Position annotation records

■ ■ ■ ■ ■ ■ ■

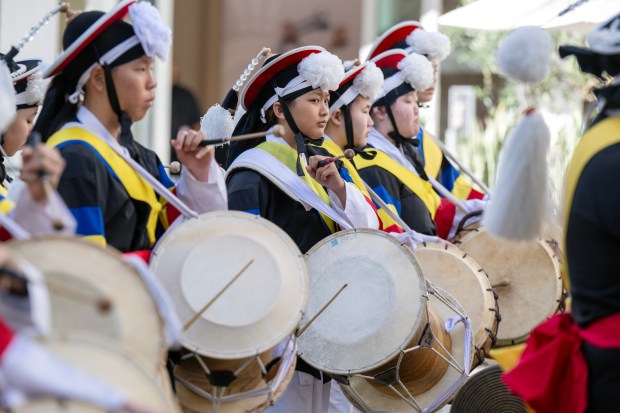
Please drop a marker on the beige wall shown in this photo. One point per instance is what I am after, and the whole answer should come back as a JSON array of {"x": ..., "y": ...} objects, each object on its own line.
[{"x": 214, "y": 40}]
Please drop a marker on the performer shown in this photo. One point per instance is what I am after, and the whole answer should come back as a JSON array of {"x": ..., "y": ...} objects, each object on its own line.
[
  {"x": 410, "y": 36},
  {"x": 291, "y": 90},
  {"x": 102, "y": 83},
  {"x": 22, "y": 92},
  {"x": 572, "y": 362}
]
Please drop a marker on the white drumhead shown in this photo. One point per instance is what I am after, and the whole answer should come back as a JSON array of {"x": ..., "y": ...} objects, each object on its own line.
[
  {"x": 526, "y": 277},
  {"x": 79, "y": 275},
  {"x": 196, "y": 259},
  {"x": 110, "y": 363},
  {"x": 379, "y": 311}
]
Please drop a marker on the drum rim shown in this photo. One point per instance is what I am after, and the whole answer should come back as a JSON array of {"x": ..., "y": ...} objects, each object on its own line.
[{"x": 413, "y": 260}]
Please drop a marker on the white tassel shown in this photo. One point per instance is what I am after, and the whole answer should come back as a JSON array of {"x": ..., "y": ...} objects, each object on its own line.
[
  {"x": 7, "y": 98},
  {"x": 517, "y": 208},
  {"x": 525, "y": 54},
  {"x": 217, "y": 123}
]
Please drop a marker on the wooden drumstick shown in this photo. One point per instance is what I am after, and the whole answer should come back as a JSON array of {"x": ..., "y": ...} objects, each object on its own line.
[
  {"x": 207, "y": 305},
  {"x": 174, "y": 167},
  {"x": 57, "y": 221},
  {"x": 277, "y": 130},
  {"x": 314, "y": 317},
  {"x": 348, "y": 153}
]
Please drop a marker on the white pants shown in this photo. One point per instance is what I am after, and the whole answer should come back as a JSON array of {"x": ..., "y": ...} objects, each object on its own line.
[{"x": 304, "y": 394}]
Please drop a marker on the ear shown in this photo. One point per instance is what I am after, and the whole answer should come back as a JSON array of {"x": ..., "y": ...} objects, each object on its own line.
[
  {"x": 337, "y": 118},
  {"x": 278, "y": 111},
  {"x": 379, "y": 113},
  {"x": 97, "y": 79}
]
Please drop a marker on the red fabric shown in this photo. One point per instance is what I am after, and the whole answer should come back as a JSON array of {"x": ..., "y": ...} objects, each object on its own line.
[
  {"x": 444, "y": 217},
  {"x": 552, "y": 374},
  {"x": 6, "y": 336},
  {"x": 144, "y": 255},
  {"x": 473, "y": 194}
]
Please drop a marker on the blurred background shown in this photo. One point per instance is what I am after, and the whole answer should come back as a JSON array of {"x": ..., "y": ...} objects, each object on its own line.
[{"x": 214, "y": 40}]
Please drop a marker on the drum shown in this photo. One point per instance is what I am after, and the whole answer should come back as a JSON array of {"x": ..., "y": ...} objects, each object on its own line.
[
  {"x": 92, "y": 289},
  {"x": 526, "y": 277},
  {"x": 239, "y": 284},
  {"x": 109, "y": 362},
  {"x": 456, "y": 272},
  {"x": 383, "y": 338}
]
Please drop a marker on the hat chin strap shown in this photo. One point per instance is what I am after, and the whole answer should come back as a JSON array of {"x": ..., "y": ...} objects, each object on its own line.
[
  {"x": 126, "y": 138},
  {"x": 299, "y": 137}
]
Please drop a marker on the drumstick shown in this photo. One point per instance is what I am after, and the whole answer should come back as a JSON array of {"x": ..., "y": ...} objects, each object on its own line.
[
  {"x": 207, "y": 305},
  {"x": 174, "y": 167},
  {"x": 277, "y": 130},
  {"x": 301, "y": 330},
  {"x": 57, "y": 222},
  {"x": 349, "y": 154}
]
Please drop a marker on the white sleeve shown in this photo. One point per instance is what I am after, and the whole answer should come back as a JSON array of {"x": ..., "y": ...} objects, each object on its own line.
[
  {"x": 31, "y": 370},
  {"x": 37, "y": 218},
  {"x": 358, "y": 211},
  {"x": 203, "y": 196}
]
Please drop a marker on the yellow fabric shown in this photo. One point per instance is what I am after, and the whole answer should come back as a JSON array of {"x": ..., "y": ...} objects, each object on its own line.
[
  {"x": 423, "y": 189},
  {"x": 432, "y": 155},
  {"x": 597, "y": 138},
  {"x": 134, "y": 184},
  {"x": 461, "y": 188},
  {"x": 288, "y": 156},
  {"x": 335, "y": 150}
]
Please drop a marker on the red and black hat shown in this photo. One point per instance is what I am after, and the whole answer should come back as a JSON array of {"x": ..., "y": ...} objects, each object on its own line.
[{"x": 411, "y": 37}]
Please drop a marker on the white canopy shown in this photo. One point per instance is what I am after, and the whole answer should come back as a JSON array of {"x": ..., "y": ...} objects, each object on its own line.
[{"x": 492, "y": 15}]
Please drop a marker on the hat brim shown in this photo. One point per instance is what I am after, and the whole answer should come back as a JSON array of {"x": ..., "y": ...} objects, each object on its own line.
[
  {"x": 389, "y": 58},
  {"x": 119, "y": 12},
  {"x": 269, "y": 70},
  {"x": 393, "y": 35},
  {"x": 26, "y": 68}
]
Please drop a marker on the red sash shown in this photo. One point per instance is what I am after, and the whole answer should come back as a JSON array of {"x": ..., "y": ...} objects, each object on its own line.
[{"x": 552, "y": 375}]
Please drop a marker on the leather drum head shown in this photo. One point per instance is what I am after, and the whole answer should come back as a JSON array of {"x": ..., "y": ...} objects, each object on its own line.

■ ■ ■ ■ ■ ■ ■

__Exercise goal__: In the copy, include no pictures; restate the listing above exactly.

__Expected answer__:
Please drop a marker on the beige wall shown in this photo. One point per instance is what I am after, and the whole answer should come back as a JSON array of {"x": ..., "y": ...} objects, each object on its own line.
[{"x": 214, "y": 40}]
Please drop a marker on the performer shown in this photo. One point per instance is what I am after, and the whole answer should come back as a JSON array of {"x": ..., "y": ...} objects, each object on its own line.
[
  {"x": 410, "y": 36},
  {"x": 291, "y": 90},
  {"x": 102, "y": 83},
  {"x": 22, "y": 92},
  {"x": 572, "y": 362}
]
Please drop a marker on the white drumhead shown in this photo. One point per instance is what I am after, and the whole answer should come back as a JSON array of {"x": ..., "y": ...} objects, each object on its own line.
[
  {"x": 526, "y": 277},
  {"x": 79, "y": 275},
  {"x": 196, "y": 259},
  {"x": 110, "y": 363},
  {"x": 379, "y": 311}
]
Please drop a marker on the drum rim shown in this photo. One point per instance is what I am after, and the whole answer should come back as a JSON array of {"x": ..., "y": ...} objects, each object on its own line.
[{"x": 413, "y": 260}]
Please drop a marker on the white tassel shown in this photo. One point per instance is what I am after, and the whole answer should come back as a JSON array of {"x": ..., "y": ...} objects, each object on its own line.
[
  {"x": 7, "y": 98},
  {"x": 517, "y": 208},
  {"x": 525, "y": 54},
  {"x": 217, "y": 123}
]
Please drop a marker on the wooden drumstick shown in this photo. One point per instance is what I am after, and the whole answer should come back as a JSON array of {"x": ..., "y": ...} objects, each object on its own line.
[
  {"x": 207, "y": 305},
  {"x": 174, "y": 167},
  {"x": 57, "y": 221},
  {"x": 277, "y": 130},
  {"x": 314, "y": 317},
  {"x": 348, "y": 153}
]
Please drop a marker on the white pants shown in this photo. One point per instance is what I am after, and the whole answer should come back as a JSON array of {"x": ..., "y": ...} objects, each object on its own line.
[{"x": 304, "y": 394}]
Please drop a marker on the ear shown in this photo. One point per instance is what I am after, and the whole answer should come back as a JSON array of {"x": ..., "y": ...} objects, each object on its own line.
[
  {"x": 337, "y": 118},
  {"x": 278, "y": 111},
  {"x": 379, "y": 113},
  {"x": 97, "y": 79}
]
Please drop a marker on the red fabric shown in this photo. One point per instance is what I am after, and the whole answer should come back as a JSON array of {"x": ..., "y": ...} objects, each object on its own line.
[
  {"x": 444, "y": 217},
  {"x": 552, "y": 374},
  {"x": 6, "y": 336},
  {"x": 144, "y": 255},
  {"x": 473, "y": 194}
]
Please drop a marker on the blurred background shown in this photo. One point per instance is what I am after, and the whole answer should come back as a JSON array of {"x": ..., "y": ...} objects, each object on its own line.
[{"x": 214, "y": 40}]
Please drop a marker on the drum shown in this photo. One point per instance is what I am after, and the whole answer should come back as a JSON array of {"x": ..., "y": ...} objects, each object on its own line.
[
  {"x": 92, "y": 289},
  {"x": 526, "y": 277},
  {"x": 239, "y": 284},
  {"x": 109, "y": 362},
  {"x": 456, "y": 272},
  {"x": 383, "y": 338}
]
Please drop a marker on the hat chin strap shown in this photo. One point per instance is what I am after, and the whole answer should come back as a JSON array of {"x": ..., "y": ...} objects, each object on its own line.
[
  {"x": 126, "y": 138},
  {"x": 299, "y": 137}
]
Please drop a marker on the drumstick shown in this photo. One point per instance is what I am after, and the whole answer should come back as a JSON array of {"x": ..., "y": ...} objects, each object on its own line.
[
  {"x": 207, "y": 305},
  {"x": 174, "y": 167},
  {"x": 277, "y": 130},
  {"x": 301, "y": 330},
  {"x": 57, "y": 222},
  {"x": 349, "y": 154}
]
Please drop a marker on the white sleeve shown in this photo. One point per instance is what I am after, and the whole answer should come back as a JSON array of {"x": ..., "y": ...} objects, each object on its own line.
[
  {"x": 31, "y": 370},
  {"x": 37, "y": 218},
  {"x": 358, "y": 211},
  {"x": 203, "y": 196}
]
Please drop a marker on the yellow fabric shown in this photo. One point per instance is what I am after, and the whole answer should come back as a JSON array of {"x": ..., "y": ...} objects, each object on its own line.
[
  {"x": 423, "y": 189},
  {"x": 432, "y": 155},
  {"x": 597, "y": 138},
  {"x": 134, "y": 184},
  {"x": 461, "y": 188},
  {"x": 288, "y": 156},
  {"x": 335, "y": 150}
]
Please drop a marker on the red and black hat shown in this photo. One point per instance is what I am after, and the whole answer should come back as a JSON array of {"x": ..., "y": ...} objects, each object on its own line.
[{"x": 411, "y": 37}]
Please drop a marker on the white canopy shown in this photo. One point per instance is what I am after, and the whole answer should come back as a JSON array of {"x": ..., "y": ...} objects, each object on its own line.
[{"x": 492, "y": 15}]
Please drop a marker on the hat brim shown in this photo. One point per instance is what I am after, and the whole answer should come back as a JSON array of {"x": ..., "y": ...} objects, each object on its own line.
[
  {"x": 389, "y": 58},
  {"x": 119, "y": 12},
  {"x": 269, "y": 70},
  {"x": 393, "y": 35},
  {"x": 26, "y": 68}
]
Please drop a marker on the red sash shown in this photo. One point per instance is what I am after, and the whole answer should come back as a JSON array of {"x": ..., "y": ...} objects, each object on its own line.
[{"x": 552, "y": 375}]
Please drop a marker on the leather drum head shown in this photo. One point per instance is what I am after, and the whole answer should come back as a JSON array of {"x": ..., "y": ...} objects, each object on its own line.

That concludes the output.